═══ Data listing ═══

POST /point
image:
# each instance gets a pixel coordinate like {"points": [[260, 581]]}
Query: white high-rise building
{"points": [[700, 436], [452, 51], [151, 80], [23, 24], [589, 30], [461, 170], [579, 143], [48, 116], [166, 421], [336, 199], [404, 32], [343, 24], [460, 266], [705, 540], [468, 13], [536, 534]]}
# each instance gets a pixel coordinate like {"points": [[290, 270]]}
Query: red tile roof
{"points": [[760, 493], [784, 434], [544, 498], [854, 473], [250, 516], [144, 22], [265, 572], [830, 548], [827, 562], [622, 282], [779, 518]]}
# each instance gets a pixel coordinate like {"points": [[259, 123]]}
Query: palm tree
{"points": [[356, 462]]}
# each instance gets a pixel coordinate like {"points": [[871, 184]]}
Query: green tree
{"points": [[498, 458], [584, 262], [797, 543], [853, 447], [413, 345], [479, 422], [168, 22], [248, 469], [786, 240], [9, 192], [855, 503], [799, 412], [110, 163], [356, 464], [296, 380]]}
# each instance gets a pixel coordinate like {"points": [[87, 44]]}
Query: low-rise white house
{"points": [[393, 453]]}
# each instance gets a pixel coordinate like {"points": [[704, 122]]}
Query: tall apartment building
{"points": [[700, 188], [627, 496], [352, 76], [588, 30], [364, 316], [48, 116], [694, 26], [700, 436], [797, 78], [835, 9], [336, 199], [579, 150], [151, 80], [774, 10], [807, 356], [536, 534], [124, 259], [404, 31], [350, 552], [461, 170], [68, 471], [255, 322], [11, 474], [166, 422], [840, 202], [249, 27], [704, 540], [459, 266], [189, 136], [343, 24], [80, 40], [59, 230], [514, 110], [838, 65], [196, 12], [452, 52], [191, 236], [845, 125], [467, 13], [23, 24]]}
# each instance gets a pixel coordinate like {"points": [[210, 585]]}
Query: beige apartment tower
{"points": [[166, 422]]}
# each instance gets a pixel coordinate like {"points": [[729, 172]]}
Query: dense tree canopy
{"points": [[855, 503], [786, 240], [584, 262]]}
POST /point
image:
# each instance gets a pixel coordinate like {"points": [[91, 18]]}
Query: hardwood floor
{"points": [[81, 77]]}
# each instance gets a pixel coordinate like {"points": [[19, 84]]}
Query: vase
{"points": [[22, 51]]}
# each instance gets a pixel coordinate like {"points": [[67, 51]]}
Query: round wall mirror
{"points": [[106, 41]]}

═══

Your assignment
All entries above must be reproduced without a single change.

Expected answer
POST /point
image:
# each instance gets a pixel coordinate like {"points": [[260, 581]]}
Query: white high-rise building
{"points": [[700, 436], [452, 51], [151, 80], [23, 24], [589, 30], [461, 170], [579, 143], [48, 116], [166, 421], [336, 199], [404, 32], [343, 24], [460, 266], [705, 540], [468, 13], [536, 534]]}
# each instance gets a pixel coordinate like {"points": [[290, 270]]}
Query: red tile roof
{"points": [[760, 493], [784, 434], [544, 498], [854, 473], [250, 516], [144, 22], [265, 572], [830, 548], [827, 562], [622, 282], [779, 518]]}
# each instance gets a pixel coordinate like {"points": [[259, 123]]}
Query: palm tree
{"points": [[356, 462]]}
# each instance gets a pixel coordinate like {"points": [[871, 184]]}
Query: green tree
{"points": [[498, 458], [584, 262], [797, 543], [853, 447], [413, 345], [479, 422], [168, 22], [248, 469], [786, 240], [9, 192], [855, 503], [799, 412], [110, 163], [356, 464], [296, 380]]}
# each instance gets a pixel coordinate like {"points": [[87, 44]]}
Query: low-rise white house
{"points": [[393, 453]]}
# each instance gets a pixel coordinate like {"points": [[704, 122]]}
Query: tall apartment building
{"points": [[700, 188], [627, 496], [352, 76], [588, 30], [364, 316], [48, 116], [694, 26], [700, 436], [797, 78], [835, 9], [336, 199], [579, 150], [151, 80], [774, 10], [807, 356], [536, 534], [124, 259], [404, 31], [350, 552], [461, 170], [68, 471], [255, 322], [11, 474], [166, 422], [840, 202], [249, 27], [704, 540], [459, 266], [189, 136], [343, 24], [80, 40], [59, 230], [514, 110], [838, 65], [196, 12], [452, 52], [191, 236], [845, 125], [467, 13], [23, 24]]}
# each instance gets a pixel coordinate like {"points": [[210, 585]]}
Query: beige apartment tower
{"points": [[166, 422]]}
# each instance gets a pixel coordinate like {"points": [[729, 172]]}
Query: dense tree canopy
{"points": [[855, 503], [786, 240], [584, 262]]}
POST /point
image:
# each instance gets a pixel coordinate like {"points": [[91, 18]]}
Query: hardwood floor
{"points": [[81, 77]]}
# each instance gets a pixel coordinate like {"points": [[19, 84]]}
Query: vase
{"points": [[22, 51]]}
# each instance gets a pixel coordinate like {"points": [[67, 51]]}
Query: round wall mirror
{"points": [[106, 41]]}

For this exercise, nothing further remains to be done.